Record extracts =>
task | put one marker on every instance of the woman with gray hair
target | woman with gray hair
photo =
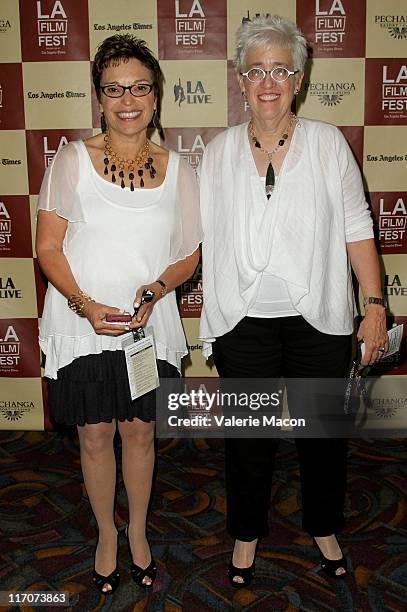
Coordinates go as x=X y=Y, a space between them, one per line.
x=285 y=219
...
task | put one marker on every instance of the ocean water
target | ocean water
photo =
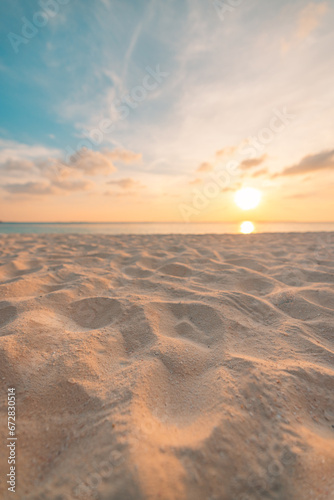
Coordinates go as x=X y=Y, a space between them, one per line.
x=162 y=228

Problem description => From the material above, copy every line that has the word "instance" in it.

Response for this exercise =>
task | put one marker on every instance of the woman with gray hair
task | put one marker on every instance of the ocean water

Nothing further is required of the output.